TASK PROMPT
Copy out all the records below, putting "marker" in place of each "pointer" and changing nothing else. Leave the pictures out of your copy.

DATA PROVIDED
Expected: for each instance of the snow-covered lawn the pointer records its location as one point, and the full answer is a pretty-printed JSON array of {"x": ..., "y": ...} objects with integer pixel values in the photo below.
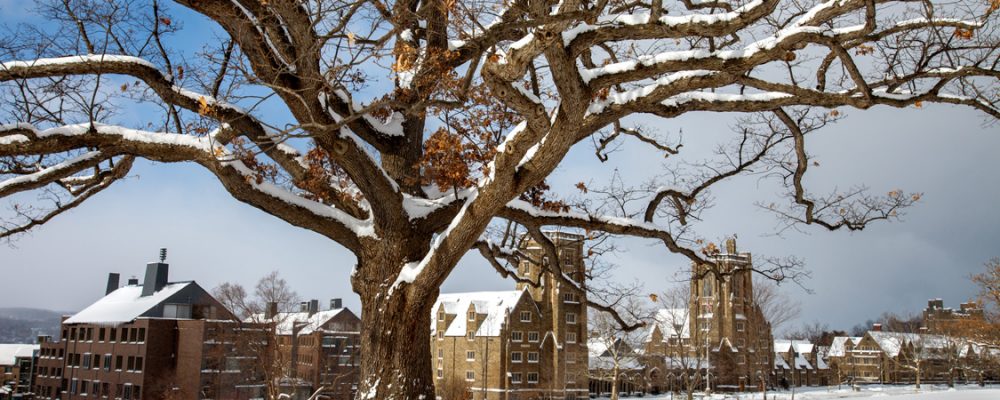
[{"x": 926, "y": 392}]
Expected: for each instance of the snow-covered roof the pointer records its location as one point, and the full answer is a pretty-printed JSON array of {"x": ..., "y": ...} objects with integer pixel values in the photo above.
[
  {"x": 286, "y": 322},
  {"x": 9, "y": 353},
  {"x": 838, "y": 348},
  {"x": 494, "y": 305},
  {"x": 671, "y": 322},
  {"x": 125, "y": 305},
  {"x": 784, "y": 345}
]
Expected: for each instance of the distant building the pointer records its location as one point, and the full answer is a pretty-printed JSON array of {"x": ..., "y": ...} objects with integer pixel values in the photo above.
[
  {"x": 799, "y": 363},
  {"x": 317, "y": 348},
  {"x": 940, "y": 319},
  {"x": 17, "y": 364},
  {"x": 156, "y": 340},
  {"x": 529, "y": 343},
  {"x": 723, "y": 328}
]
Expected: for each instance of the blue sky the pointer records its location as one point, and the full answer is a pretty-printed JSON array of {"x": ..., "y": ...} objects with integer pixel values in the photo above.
[{"x": 943, "y": 151}]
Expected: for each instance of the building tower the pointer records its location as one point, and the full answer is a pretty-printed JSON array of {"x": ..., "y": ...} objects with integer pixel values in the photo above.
[
  {"x": 726, "y": 322},
  {"x": 564, "y": 304}
]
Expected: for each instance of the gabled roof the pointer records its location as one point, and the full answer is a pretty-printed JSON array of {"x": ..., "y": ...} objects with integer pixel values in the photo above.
[
  {"x": 9, "y": 353},
  {"x": 286, "y": 322},
  {"x": 125, "y": 305},
  {"x": 784, "y": 345},
  {"x": 671, "y": 322},
  {"x": 494, "y": 305},
  {"x": 838, "y": 348}
]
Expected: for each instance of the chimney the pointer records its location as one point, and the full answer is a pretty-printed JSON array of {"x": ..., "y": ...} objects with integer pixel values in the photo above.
[
  {"x": 731, "y": 246},
  {"x": 113, "y": 279},
  {"x": 156, "y": 278},
  {"x": 271, "y": 310}
]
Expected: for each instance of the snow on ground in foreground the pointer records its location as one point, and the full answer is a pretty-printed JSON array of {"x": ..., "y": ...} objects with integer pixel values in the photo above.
[{"x": 926, "y": 392}]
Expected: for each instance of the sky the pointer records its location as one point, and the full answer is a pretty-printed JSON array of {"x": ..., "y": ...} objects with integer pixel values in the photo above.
[{"x": 948, "y": 153}]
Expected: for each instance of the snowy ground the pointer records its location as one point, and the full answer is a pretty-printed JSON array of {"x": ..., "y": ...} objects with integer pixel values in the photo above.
[{"x": 926, "y": 392}]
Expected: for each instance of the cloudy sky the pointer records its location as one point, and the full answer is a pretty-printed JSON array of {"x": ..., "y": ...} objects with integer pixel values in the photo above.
[{"x": 947, "y": 153}]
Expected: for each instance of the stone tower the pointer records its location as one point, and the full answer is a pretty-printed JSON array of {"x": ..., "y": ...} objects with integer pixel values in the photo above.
[{"x": 563, "y": 304}]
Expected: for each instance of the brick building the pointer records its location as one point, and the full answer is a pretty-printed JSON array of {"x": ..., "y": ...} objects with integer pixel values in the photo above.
[
  {"x": 17, "y": 365},
  {"x": 723, "y": 328},
  {"x": 941, "y": 319},
  {"x": 528, "y": 343},
  {"x": 318, "y": 348},
  {"x": 156, "y": 340}
]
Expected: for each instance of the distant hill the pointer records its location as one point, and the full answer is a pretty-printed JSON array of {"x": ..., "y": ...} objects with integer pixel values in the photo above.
[{"x": 24, "y": 325}]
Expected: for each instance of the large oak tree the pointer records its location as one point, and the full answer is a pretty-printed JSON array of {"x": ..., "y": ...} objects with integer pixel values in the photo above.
[{"x": 485, "y": 100}]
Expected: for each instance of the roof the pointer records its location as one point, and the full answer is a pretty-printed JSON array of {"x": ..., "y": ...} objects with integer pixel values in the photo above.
[
  {"x": 784, "y": 345},
  {"x": 671, "y": 322},
  {"x": 494, "y": 305},
  {"x": 125, "y": 305},
  {"x": 286, "y": 322},
  {"x": 838, "y": 348},
  {"x": 9, "y": 353}
]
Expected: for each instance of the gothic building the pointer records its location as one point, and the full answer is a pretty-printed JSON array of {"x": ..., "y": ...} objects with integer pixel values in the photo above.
[
  {"x": 529, "y": 343},
  {"x": 722, "y": 330}
]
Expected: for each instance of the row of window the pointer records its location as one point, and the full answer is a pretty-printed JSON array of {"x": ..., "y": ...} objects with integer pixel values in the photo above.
[
  {"x": 103, "y": 389},
  {"x": 127, "y": 335},
  {"x": 93, "y": 361}
]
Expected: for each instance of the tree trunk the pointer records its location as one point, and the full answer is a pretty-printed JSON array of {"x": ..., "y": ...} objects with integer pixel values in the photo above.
[{"x": 395, "y": 326}]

EXERCISE RESPONSE
Expected: for each instance of the snow-covered lawn the marker records its location as one point, and the full answer is a pretty-printed JSON array of {"x": ..., "y": ...} objects with integer pixel values in the photo below.
[{"x": 926, "y": 392}]
Expected: for each instance of the snow-covered roof the marker records its location as one point, and the full answer is a pretty-printed JSON array of {"x": ..., "y": ...} objects with integer pixel values in the photo above.
[
  {"x": 286, "y": 322},
  {"x": 9, "y": 353},
  {"x": 838, "y": 348},
  {"x": 494, "y": 305},
  {"x": 671, "y": 322},
  {"x": 125, "y": 305},
  {"x": 784, "y": 345}
]
Expected: for each instance of the distant building the marker records its location as one point, and the full answer is a pretty-printed JSON array of {"x": ..., "y": ...} objects with integer pixel values in the photo above.
[
  {"x": 799, "y": 363},
  {"x": 317, "y": 348},
  {"x": 940, "y": 319},
  {"x": 17, "y": 364},
  {"x": 156, "y": 340},
  {"x": 529, "y": 343},
  {"x": 723, "y": 328}
]
Expected: for each instance of the blue sky the marker records its location as one point, and the full answer is a pretty-printed JSON array of {"x": ..., "y": ...} objects with integer pixel values in the photo above.
[{"x": 943, "y": 151}]
Expected: for each instance of the building tower the marker records its location as one point, and the full answer is a pretty-printed JSON array of {"x": ..., "y": ...} objects with integer pixel values in the photo above.
[
  {"x": 726, "y": 322},
  {"x": 564, "y": 304}
]
Expected: for each instance of the gabled roof the marker records its location as one point, and the full answer is a pretty-printed JSON array of {"x": ..., "y": ...} objects with integer pixel values in the photo above.
[
  {"x": 9, "y": 353},
  {"x": 286, "y": 322},
  {"x": 125, "y": 305},
  {"x": 784, "y": 345},
  {"x": 671, "y": 322},
  {"x": 494, "y": 305},
  {"x": 838, "y": 348}
]
Expected: for each instance of the chimney the marker records its location as one point, and the full answer is a pretty-printed JSON array of {"x": ..., "y": ...} objects with integer pixel values in the photo above.
[
  {"x": 731, "y": 246},
  {"x": 113, "y": 279},
  {"x": 156, "y": 278},
  {"x": 271, "y": 310}
]
Expected: for each instance of the snow on ground in foreground the marker records its location as one point, and the full answer is a pretty-printed JSON array of {"x": ..., "y": ...} objects with integer pixel values in the photo above.
[{"x": 926, "y": 392}]
Expected: for each instance of the sky the marker records its location as one point, and the full answer is a pretty-printed JSON array of {"x": ..., "y": ...} objects with integer pixel values in the photo above.
[{"x": 948, "y": 153}]
Expected: for each instance of the snowy ground the marker records its location as one point, and the full answer is a pretty-printed JSON array of {"x": ..., "y": ...} objects with integer pixel values in the photo above.
[{"x": 926, "y": 392}]
Expected: for each instance of the cloudy sky the marker records its location as one point, and the full answer is a pretty-printed JSON array of {"x": ..., "y": ...} objects with integer pixel values in the photo above.
[{"x": 947, "y": 153}]
Expected: for each instance of the stone tower the marker records its location as one point, and the full answer is a pretty-printed JSON array of {"x": ..., "y": ...} objects with integer pixel values in the photo above.
[{"x": 563, "y": 304}]
Expected: for each instance of the brick building the marker records its location as one point, and the full answer is a pretty-printed JSON array of {"x": ..., "y": ...} objects with integer pixel values in the photo above.
[
  {"x": 17, "y": 365},
  {"x": 723, "y": 328},
  {"x": 941, "y": 319},
  {"x": 528, "y": 343},
  {"x": 318, "y": 348},
  {"x": 156, "y": 340}
]
Expected: for each instance of the distant hill the marker records its location as one point, and the full answer is a pretty-printed JSON array of {"x": ..., "y": ...} objects with integer pixel values in the photo above.
[{"x": 24, "y": 325}]
Expected: for each instance of the large oak tree the marker records its location as one point, and the full answer is a pretty-printed JSON array of {"x": ..., "y": ...} objects with integer pixel values in the photo above.
[{"x": 485, "y": 100}]
Expected: for each instance of the roof the marker records its location as one point, and the full answer is a pretty-printed JSON array of {"x": ..., "y": ...} objects with integer pixel values in the photo above.
[
  {"x": 784, "y": 345},
  {"x": 671, "y": 322},
  {"x": 494, "y": 305},
  {"x": 125, "y": 305},
  {"x": 286, "y": 322},
  {"x": 838, "y": 348},
  {"x": 9, "y": 353}
]
Expected: for each instance of the gothic building the marker records its location as one point, and the full answer is a pretty-printed JSON array of {"x": ..., "y": ...} objects with integer pixel values in the photo above.
[
  {"x": 529, "y": 343},
  {"x": 722, "y": 330}
]
Expected: for each instance of the row of window the marker records its location as one point, and the full answer is a pretty-printed JSON array of {"x": ..., "y": ...} objects with integer pixel values in the photo above.
[
  {"x": 103, "y": 389},
  {"x": 127, "y": 335},
  {"x": 93, "y": 361}
]
Expected: for each instance of the tree trunk the marker records its location as one point, and the full answer is a pretty-printed JSON array of {"x": ..., "y": ...} objects with integer pixel values in the photo above.
[{"x": 395, "y": 326}]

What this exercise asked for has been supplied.